* _EXCERPT TO READ_
^^^^^^^^^^^^^^^^

# Beginner question about how to stabilize a table



## dnewell

Hi everybody, I've got a simple question about table-building, specifically to do with joining the legs and the apron. I used a Rockler apron bracket (pictured) to join the apron pieces to the legs. Once I got everything screwed in it there was some wiggle in it. I can move the legs in most any direction I want. The movement isn't major but over time it will become a problem. Would L-brackets be the solution here? A straight bracket recessed into the top of the legs and aprons?


----------



## 111

It looks like the corner of the leg is hitting the metal bracket. If so, this is stopping the leg from pulling tight into the skirt pcs.
You would need to move the metal bracket a little farther away from the edges of the skirt. 
(Note This would change the distance you skirts are set in. 
Or you could just bevel a little off of the corner of the leg. (easiest fix) 
This will let the 2 bolts, in the middle of the bracket, pull the leg in tighter.


----------



## crank49

This is the place where a couple of tenons would make a tight joint.

^^^^^^^^^^^^^^^^

* _EXERCISE INSTRUCTIONS_
1 > Edit the table-building thread starting at "It looks like" and ending at "are set in.", swapping "metal bracket" for "steel bracket".
2 > Answer these questions using the table-building thread:
(a) What brand of apron bracket did dnewell use to join the apron pieces to the legs?
(b) What does 111 call the easiest fix?
(c) According to crank49, what would make a tight joint?
3 > Carry on the table-building thread from its last post.
You won't need the entries that come next.

(Some records)

^^^^^^^^^^^^^^^^

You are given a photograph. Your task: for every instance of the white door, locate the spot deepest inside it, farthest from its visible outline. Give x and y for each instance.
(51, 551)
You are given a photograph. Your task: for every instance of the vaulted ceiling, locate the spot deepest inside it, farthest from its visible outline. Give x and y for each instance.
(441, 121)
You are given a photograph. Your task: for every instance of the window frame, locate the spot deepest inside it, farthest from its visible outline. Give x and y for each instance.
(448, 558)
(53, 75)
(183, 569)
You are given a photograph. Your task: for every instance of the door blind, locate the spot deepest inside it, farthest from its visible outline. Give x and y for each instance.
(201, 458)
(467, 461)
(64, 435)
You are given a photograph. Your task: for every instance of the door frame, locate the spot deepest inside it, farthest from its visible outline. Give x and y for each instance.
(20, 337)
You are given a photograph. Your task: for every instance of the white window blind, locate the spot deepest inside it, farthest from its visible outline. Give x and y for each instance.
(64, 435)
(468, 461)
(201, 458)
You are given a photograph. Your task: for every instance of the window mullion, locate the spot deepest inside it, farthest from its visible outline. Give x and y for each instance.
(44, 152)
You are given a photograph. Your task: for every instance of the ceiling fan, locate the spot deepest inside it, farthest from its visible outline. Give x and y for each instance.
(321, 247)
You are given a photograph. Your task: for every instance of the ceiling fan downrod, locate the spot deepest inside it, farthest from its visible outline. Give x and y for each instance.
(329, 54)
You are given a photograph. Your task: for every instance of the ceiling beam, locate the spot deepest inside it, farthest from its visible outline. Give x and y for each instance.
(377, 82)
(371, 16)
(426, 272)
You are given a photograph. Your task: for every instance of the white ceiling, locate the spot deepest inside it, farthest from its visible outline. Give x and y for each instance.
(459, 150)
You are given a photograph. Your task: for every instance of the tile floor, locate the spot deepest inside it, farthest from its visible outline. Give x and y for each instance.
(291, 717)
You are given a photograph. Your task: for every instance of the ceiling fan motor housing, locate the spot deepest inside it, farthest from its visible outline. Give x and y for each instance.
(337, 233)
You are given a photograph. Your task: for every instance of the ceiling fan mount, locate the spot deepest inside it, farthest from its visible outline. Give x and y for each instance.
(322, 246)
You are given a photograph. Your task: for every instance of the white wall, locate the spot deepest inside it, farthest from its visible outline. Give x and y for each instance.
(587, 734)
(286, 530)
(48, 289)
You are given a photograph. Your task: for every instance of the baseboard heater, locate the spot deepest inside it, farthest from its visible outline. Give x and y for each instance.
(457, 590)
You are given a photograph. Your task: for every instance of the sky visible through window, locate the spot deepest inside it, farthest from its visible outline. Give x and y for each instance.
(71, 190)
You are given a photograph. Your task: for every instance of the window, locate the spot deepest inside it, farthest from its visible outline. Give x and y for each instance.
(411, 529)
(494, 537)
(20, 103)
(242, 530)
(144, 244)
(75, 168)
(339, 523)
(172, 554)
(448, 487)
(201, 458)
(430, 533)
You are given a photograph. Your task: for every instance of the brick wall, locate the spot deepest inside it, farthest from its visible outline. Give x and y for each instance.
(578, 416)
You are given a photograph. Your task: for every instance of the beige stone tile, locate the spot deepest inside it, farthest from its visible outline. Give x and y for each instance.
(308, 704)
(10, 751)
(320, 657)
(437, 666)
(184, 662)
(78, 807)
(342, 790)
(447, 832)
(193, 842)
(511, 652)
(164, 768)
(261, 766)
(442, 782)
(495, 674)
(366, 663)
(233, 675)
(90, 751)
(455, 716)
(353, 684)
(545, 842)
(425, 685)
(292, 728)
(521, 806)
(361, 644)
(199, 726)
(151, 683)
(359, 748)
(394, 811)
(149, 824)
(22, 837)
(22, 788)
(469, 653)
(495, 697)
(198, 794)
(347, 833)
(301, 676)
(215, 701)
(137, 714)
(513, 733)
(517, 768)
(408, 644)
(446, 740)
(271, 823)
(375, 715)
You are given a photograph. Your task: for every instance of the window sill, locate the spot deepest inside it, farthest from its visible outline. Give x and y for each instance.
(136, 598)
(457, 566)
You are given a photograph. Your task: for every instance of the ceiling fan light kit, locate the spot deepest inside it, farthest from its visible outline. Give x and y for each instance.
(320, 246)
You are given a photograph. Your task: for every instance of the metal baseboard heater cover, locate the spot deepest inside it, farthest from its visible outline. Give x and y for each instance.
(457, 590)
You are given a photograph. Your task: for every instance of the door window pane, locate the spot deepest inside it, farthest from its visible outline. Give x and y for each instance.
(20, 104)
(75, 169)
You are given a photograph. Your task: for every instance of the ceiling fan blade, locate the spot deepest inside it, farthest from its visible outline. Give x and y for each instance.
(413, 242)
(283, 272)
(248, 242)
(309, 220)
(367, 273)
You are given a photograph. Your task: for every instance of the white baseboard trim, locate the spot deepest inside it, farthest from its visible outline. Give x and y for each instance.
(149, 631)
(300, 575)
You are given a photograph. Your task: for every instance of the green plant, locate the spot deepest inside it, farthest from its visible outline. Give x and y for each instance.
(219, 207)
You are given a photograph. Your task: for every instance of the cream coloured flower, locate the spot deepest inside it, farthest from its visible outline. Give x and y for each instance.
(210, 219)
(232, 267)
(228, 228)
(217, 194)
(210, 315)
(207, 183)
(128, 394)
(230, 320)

^^^^^^^^^^^^^^^^

* _EXPECTED RESPONSES_
1 >
It looks like the corner of the leg is hitting the steel bracket. If so, this is stopping the leg from pulling tight into the skirt pcs.
You would need to move the steel bracket a little farther away from the edges of the skirt. 
(Note This would change the distance you skirts are set in.

2 >
(a) Rockler
(b) Beveling a little off the corner of the leg
(c) A couple of tenons

3 >
Then you could trash that little piece of tin.


----------



## wseand

+1 on Kevin's suggestion. Future tables, M&T works great.


----------



## dnewell

Thanks, Kevin, that's helpful. I'll give your suggestion a try.

I'd love to do an M&T sometime, but I'm only working with a table saw and miter saw for this project. Hence, the "beginner" question. Hopefully next time!


----------



## wseand

All you need is a table saw for M&Ton Table legs. It's what I use on table legs, well a chisel too. Just FYI…


----------



## a1Jim

Most of the corner brackets on older furniture have an anchor bolt in the middle holes with nuts that can be tightened to take up any wiggle in the legs. Perhaps if you replace the center screws with anchor bolts and nuts it will help your problem.


----------



## HerbC

+1 on trimming inside corner of leg to get clearance so the leg can be pulled tight.
+1 on changing out the screws to anchor bolts.

Herb


----------



## wormil

The table leg is usually chamfered beneath the metal bracket, I've never used them though.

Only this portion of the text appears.